------ Task material ------
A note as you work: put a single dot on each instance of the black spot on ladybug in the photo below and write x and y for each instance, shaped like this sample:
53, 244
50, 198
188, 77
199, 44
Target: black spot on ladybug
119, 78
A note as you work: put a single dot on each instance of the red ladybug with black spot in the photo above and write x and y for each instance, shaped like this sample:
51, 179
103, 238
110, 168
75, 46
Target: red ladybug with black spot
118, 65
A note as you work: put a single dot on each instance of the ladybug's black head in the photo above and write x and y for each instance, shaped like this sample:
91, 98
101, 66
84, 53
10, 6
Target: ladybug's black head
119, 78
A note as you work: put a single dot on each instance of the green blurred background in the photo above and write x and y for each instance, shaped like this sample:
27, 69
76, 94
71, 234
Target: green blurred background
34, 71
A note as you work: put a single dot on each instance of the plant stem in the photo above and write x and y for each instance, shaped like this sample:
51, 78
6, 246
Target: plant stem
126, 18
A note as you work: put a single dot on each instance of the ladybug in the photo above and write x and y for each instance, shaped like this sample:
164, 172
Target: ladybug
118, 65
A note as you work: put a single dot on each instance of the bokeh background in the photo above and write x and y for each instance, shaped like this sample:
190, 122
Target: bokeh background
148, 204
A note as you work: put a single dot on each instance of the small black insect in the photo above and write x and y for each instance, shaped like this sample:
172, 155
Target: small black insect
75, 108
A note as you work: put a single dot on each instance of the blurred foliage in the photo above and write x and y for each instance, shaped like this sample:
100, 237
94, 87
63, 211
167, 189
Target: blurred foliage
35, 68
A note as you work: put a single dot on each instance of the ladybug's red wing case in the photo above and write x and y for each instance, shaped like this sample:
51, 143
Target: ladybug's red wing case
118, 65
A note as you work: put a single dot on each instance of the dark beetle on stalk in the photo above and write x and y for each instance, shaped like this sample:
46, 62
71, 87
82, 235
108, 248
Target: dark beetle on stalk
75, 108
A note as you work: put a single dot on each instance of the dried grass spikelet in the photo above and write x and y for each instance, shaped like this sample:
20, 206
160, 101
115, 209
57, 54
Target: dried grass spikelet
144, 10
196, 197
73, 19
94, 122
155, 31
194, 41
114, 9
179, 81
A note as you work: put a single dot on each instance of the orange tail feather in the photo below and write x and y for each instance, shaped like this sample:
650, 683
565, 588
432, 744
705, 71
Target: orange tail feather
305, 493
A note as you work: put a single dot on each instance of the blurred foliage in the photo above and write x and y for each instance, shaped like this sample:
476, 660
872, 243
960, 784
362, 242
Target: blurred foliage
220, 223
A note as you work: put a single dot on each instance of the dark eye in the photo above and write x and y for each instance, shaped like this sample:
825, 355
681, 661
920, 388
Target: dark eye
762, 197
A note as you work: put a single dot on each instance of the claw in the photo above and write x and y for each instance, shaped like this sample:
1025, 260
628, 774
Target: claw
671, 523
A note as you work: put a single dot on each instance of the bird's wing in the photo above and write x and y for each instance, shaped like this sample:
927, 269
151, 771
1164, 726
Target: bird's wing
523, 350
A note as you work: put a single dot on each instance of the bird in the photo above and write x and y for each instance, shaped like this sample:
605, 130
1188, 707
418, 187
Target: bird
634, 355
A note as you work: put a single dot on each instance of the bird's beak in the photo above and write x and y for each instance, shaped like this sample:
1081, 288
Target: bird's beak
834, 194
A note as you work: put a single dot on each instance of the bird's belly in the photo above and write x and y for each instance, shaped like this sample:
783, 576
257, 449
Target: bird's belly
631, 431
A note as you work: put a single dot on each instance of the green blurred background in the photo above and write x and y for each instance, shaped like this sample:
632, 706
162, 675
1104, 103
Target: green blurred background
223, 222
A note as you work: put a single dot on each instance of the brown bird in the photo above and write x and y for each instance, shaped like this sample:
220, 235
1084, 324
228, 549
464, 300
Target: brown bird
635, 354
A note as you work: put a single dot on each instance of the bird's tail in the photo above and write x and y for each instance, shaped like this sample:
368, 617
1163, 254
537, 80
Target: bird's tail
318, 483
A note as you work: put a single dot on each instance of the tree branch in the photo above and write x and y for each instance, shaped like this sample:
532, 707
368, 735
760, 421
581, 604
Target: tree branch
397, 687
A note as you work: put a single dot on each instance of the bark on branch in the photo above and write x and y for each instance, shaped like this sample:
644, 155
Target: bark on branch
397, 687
------
→ **What is asked**
Reproduce everything from the line containing "of the bark" down to the last of the lines above, requests included. Multiply each answer coordinate by 0.9 and round it to a whole number, with halves rounding up. Keep the requests and their sample numbers as they are.

→ **Finished answer**
A note as you work: put a single dot on each instance of the bark on branch in the photo above and write x and y for each instance, shaped like this sample:
644, 155
Target: bark on branch
357, 618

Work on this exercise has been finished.